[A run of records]
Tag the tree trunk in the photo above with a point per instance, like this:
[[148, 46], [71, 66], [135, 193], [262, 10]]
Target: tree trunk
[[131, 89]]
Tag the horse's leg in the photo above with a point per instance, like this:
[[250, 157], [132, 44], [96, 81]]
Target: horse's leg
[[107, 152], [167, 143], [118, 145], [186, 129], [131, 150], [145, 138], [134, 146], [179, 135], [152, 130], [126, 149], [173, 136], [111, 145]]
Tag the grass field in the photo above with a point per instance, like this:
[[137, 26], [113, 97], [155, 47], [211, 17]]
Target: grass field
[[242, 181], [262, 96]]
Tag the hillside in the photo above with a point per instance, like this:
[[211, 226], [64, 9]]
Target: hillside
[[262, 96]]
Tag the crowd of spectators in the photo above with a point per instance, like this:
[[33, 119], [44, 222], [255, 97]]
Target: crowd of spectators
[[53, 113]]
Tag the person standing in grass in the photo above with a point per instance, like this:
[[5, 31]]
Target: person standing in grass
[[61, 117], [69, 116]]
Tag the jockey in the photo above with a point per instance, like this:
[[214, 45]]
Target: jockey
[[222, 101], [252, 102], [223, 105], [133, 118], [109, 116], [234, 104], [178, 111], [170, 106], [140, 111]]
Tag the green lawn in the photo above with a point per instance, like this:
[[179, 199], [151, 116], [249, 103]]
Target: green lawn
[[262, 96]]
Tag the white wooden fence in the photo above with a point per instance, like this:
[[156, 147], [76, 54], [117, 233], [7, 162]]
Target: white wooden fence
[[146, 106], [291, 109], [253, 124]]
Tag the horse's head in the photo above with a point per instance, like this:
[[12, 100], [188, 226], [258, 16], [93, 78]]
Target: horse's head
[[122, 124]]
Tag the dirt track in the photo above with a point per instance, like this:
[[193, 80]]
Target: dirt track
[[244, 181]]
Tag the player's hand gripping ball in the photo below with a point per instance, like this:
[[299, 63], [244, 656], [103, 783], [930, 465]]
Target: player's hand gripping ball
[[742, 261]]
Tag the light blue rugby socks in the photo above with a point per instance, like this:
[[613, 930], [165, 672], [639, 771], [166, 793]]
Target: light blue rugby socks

GOAL: Rewrite all the records with "Tag" replaced by "Mark" wherever it occurs, leaving everything else unchanged.

RESULT FOR THIS EXERCISE:
Mark the tree trunk in the photo above with a point per instance, like this:
[[148, 46], [71, 66], [135, 193], [262, 10]]
Target: tree trunk
[[131, 89]]
Mark the horse's leg in the photo above with a point per instance, like this:
[[250, 157], [132, 44], [96, 81]]
Target: horse's leg
[[107, 152], [167, 143], [118, 145], [186, 129], [131, 150], [145, 138], [134, 146], [179, 135], [152, 130], [126, 149], [173, 136], [111, 145]]
Mark the grass field in the photo above with a point per instance, like this:
[[137, 26], [113, 97], [155, 47], [211, 17]]
Target: grass field
[[242, 181], [262, 96]]
Mark the hillside in the photo above with a point per instance, like this:
[[211, 226], [64, 9]]
Target: hillside
[[262, 96]]
Mark the crowd of spectators in the photo above with a point per instance, like this:
[[33, 119], [44, 222], [255, 97]]
Target: crowd of spectators
[[53, 113]]
Mark the person standing in grass in the photo above with a point per instance, like this:
[[5, 31]]
Target: person standing in grass
[[61, 117], [69, 116]]
Mark the jockey in the photo above with a point per instance, like this:
[[214, 45]]
Target: jockey
[[222, 101], [252, 102], [223, 105], [133, 118], [109, 116], [234, 104], [178, 111], [170, 106], [140, 111]]
Mark the green lawn in the photo above with a point per instance, like this:
[[179, 199], [151, 116], [249, 103]]
Target: green lawn
[[262, 96]]
Mark the white wooden fence in the photo above with a point per instance, like this:
[[156, 147], [76, 54], [117, 233], [7, 162]]
Target: white wooden fence
[[146, 106], [291, 109], [253, 124]]
Mark the horse's head in the photo above with a point per instance, like this:
[[12, 100], [188, 226], [258, 16], [93, 78]]
Target: horse's head
[[122, 124]]
Mark the dirt track in the photo above with a point per instance, like this:
[[193, 80]]
Target: dirt track
[[244, 181]]
Mark the player's hand gripping ball in the photo below with a point per instance, like this:
[[299, 63], [244, 656], [103, 783], [930, 465]]
Target: player's hand gripping ball
[[742, 261]]
Mark the light blue rugby socks in the photo above with a point per instance, like this:
[[613, 930], [165, 672], [639, 771], [166, 793]]
Target: light blue rugby socks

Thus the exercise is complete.